• EXERCISE:
Rescale the stretch from the start of the records through the line containing "[[264, 61, 281, 75], [189, 100, 220, 127]]", both ends included, repeating every line with its request and multiplying each box coordinate in the answers by 0.55, rounded to whole numbers with halves going up. Leave the requests and their sample boxes unchanged, and give nothing past that line.

• DATA ENTRIES:
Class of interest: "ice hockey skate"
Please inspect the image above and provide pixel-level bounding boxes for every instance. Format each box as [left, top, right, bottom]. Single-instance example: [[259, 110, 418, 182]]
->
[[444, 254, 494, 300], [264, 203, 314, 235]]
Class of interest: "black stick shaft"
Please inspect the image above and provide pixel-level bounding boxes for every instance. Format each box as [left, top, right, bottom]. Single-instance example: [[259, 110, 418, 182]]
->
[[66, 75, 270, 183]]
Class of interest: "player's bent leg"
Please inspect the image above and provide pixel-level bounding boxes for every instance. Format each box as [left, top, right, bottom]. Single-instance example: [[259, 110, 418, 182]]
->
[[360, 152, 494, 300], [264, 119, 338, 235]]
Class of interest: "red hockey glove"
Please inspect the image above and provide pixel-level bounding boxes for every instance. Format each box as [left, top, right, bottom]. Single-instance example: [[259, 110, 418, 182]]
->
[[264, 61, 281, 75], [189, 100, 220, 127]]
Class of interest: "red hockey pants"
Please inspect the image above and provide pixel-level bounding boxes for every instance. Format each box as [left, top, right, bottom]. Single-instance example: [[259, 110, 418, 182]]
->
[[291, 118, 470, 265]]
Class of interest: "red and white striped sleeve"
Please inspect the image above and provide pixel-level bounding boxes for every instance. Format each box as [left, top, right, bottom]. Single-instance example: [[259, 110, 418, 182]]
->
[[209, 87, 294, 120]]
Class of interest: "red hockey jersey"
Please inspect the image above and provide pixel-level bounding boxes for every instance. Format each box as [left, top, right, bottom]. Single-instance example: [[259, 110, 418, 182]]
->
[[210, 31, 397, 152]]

• SOLUTION:
Class of interest: "ice hockey skate"
Please inspect the image above and provide pixel-level bounding boxes for every instance. Format each box as [left, top, right, bottom]. Single-instance example: [[259, 110, 418, 182]]
->
[[244, 140, 272, 165], [145, 112, 173, 129]]
Class of interest: "black stick shaft"
Please inspect the image above and provide pixel-level bounding boxes for every instance. Format each box as [left, top, right, bottom]. Single-instance example: [[259, 110, 418, 182]]
->
[[36, 41, 149, 101]]
Class of interest: "player's bent leg"
Please inspect the image above and provide pixel-level bounding boxes for every instance. Format each box as [left, top, right, bottom]. Single-instance example: [[259, 110, 418, 182]]
->
[[198, 84, 272, 165], [145, 65, 186, 129]]
Class of interest: "red hockey glove"
Please inspect the image above and provide pixel-level bounding boxes for every instance. Format each box as [left, top, right, bottom]. Single-instance example: [[259, 110, 418, 182]]
->
[[145, 34, 155, 41], [104, 55, 121, 70]]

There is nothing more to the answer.